• _阅读文本_
......

而super block的位置是固定的,当以f2fs格式化一个磁盘的时候,它会写入到磁盘固定偏移的地方。

SIT

由于f2fs是LFS,追加的写的大小不固定,很可能小于一个segment的大小,这就需要记录哪些block已经使用。segment info table 就是做这个事情的,里面的valid_map记录了有效的块。

/*
 * Note that f2fs_sit_entry->vblocks has the following bit-field information.
 * [15:10] : allocation type such as CURSEG_XXXX_TYPE
 * [9:0] : valid block count
 */
#define SIT_VBLOCKS_SHIFT       10
#define SIT_VBLOCKS_MASK        ((1 << SIT_VBLOCKS_SHIFT) - 1)
#define GET_SIT_VBLOCKS(raw_sit)                                \
        (le16_to_cpu((raw_sit)->vblocks) & SIT_VBLOCKS_MASK)
#define GET_SIT_TYPE(raw_sit)                                   \
        ((le16_to_cpu((raw_sit)->vblocks) & ~SIT_VBLOCKS_MASK)  \
         >> SIT_VBLOCKS_SHIFT)

struct f2fs_sit_entry {
        __le16 vblocks;                         /* reference above */
        __u8 valid_map[SIT_VBLOCK_MAP_SIZE];    /* bitmap for valid blocks */
        __le64 mtime;                           /* segment age for cleaning */
} __packed;

struct f2fs_sit_block {
        struct f2fs_sit_entry entries[SIT_ENTRY_PER_BLOCK];
} __packed;

segment summary

f2fs 一个重要的设计特色就是避免了对传统LFS 的wandering tree问题,这个主要是通过segment summary 相关的数据结构实现的。

通过上面SIT的介绍,一次写之后,需要更新对应的SIT。这个更新会记录到 f2fs_sit_journal_entry中:

struct sit_journal_entry {
        __le32 segno;
        struct f2fs_sit_entry se;
} __packed;

struct sit_journal {
        struct sit_journal_entry entries[SIT_JOURNAL_ENTRIES];
        __u8 reserved[SIT_JOURNAL_RESERVED];
} __packed;

如果新建一个文件或目录,并且有写操作,就需要更新nat 区域。同样对这个inode的更新也会记录到f2fs_nat_journal_entry中:

struct nat_journal_entry {
        __le32 nid;
        struct f2fs_nat_entry ne;
} __packed;

struct nat_journal {
        struct nat_journal_entry entries[NAT_JOURNAL_ENTRIES];
        __u8 reserved[NAT_JOURNAL_RESERVED];
}

一个写操作,其实对NAT/SIT更新的区域的很小。如果每次都直接更新这两个区域,对SSD会导致比较大的写放大。为了避免这个问题,f2fs 通过segment summary把这些零星的写攒到segment summary 区域。

/*
 * For segment summary
 *
 * One summary block contains exactly 512 summary entries, which represents
 * exactly 2MB segment by default. Not allow to change the basic units.
 *
 * NOTE: For initializing fields, you must use set_summary
 *
 * - If data page, nid represents dnode's nid
 * - If node page, nid represents the node page's nid.

......

• _任务要求 1_
用两句话概括关于 f2fs 的阅读文本。
• _任务要求 2_
从关于 f2fs 的阅读文本的最后一行之后接着往下写。

......

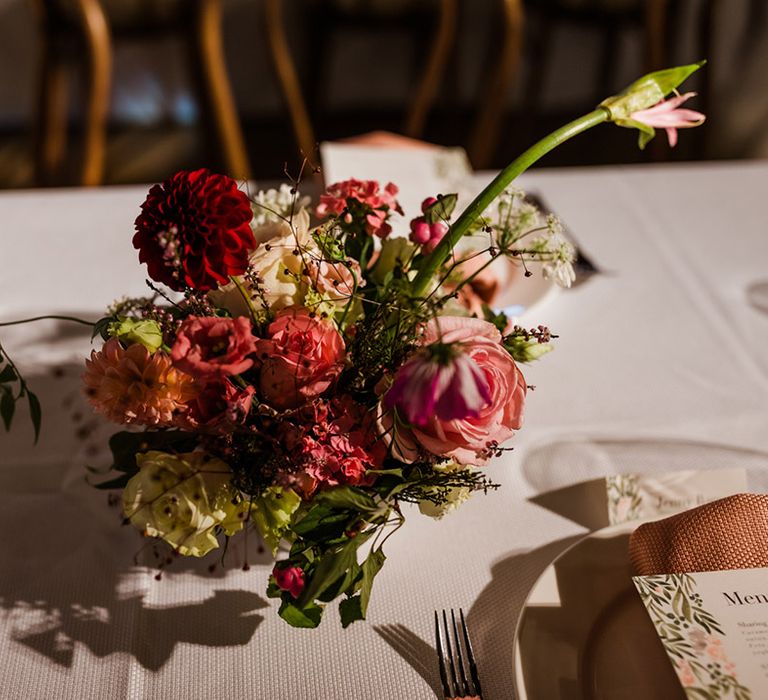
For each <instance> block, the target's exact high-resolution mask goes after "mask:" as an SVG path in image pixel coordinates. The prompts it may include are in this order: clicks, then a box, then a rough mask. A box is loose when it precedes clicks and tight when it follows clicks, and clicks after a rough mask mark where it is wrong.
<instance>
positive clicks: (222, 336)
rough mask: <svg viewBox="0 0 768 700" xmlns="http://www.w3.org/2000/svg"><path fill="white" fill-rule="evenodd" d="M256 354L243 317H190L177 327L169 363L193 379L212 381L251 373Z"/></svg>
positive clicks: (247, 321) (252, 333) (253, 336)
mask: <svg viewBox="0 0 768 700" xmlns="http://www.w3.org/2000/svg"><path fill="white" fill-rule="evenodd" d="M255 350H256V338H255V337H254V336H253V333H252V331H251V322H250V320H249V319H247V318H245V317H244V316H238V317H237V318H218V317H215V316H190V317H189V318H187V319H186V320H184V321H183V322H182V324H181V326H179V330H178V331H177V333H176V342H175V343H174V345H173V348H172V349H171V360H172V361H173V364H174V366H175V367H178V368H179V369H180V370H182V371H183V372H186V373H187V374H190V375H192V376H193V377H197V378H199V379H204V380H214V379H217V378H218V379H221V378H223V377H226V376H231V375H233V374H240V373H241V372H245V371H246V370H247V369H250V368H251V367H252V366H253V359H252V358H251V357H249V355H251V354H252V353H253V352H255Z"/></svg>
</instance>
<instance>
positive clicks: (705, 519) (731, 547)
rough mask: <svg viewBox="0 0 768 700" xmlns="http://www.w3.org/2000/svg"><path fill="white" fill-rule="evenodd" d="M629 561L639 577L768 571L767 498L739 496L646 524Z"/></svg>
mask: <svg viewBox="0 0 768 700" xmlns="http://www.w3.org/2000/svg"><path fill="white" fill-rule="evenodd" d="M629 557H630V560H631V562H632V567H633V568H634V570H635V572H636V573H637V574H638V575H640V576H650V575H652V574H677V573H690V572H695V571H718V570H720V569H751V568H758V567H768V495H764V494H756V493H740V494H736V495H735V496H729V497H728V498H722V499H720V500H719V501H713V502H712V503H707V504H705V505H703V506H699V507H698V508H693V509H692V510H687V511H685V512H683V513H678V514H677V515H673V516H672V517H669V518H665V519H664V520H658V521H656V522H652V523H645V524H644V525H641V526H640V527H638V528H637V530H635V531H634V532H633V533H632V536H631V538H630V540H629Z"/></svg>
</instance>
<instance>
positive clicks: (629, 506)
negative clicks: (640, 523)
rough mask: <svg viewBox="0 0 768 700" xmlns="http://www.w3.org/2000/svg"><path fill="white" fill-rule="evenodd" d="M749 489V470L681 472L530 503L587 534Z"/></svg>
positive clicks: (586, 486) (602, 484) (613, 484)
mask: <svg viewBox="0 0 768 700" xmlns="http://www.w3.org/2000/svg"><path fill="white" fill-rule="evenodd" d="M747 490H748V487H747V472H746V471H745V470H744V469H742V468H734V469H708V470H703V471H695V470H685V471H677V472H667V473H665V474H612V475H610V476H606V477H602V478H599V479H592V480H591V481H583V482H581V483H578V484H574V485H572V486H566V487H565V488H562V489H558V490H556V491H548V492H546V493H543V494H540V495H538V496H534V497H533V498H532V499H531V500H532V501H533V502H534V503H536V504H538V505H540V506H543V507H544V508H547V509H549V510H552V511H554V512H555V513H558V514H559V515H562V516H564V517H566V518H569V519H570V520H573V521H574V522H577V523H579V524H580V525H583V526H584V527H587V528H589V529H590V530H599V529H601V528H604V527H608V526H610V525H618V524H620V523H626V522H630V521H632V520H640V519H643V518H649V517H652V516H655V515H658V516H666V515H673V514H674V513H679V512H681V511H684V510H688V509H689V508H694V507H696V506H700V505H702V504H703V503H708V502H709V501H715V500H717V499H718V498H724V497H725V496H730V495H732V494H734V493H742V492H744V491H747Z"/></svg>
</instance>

......

• _作答区 1_
由于 f2fs 作为 LFS 的追加写大小不固定,需要用 segment info table(SIT)记录哪些 block 已被使用,其中 valid_map 记录有效块。写操作引起的 SIT 和 NAT 更新会分别记录到 SIT 与 NAT 的 journal 条目中,f2fs 通过 segment summary 把这些零星的小更新攒到 segment summary 区域,以避免每次直接更新这两个区域对 SSD 造成较大的写放大。

• _作答区 2_
 *
 * The ofs_in_node is used by only data page. It represents offset
 * from node's page's beginning to get a data block address.
 * ex) data_blkaddr = (block_t)(nodepage_start_address + ofs_in_node)
 */
#define ENTRIES_IN_SUM          512
#define SUMMARY_SIZE            (7)     /* sizeof(struct summary) */
#define SUM_FOOTER_SIZE         (5)     /* sizeof(struct summary_footer) */
#define SUM_ENTRY_SIZE          (SUMMARY_SIZE * ENTRIES_IN_SUM)

/* a summary entry for a 4KB-sized block in a segment */
struct f2fs_summary {
        __le32 nid;             /* parent node id */
        union {
                __u8 reserved[3];
                struct {
                        __u8 version;           /* node version number */
                        __le16 ofs_in_node;     /* block index in parent node */
                } __packed;
        };
} __packed;

/* summary block type, node or data, is stored to the summary_footer */
#define SUM_TYPE_NODE           (1)
#define SUM_TYPE_DATA           (0)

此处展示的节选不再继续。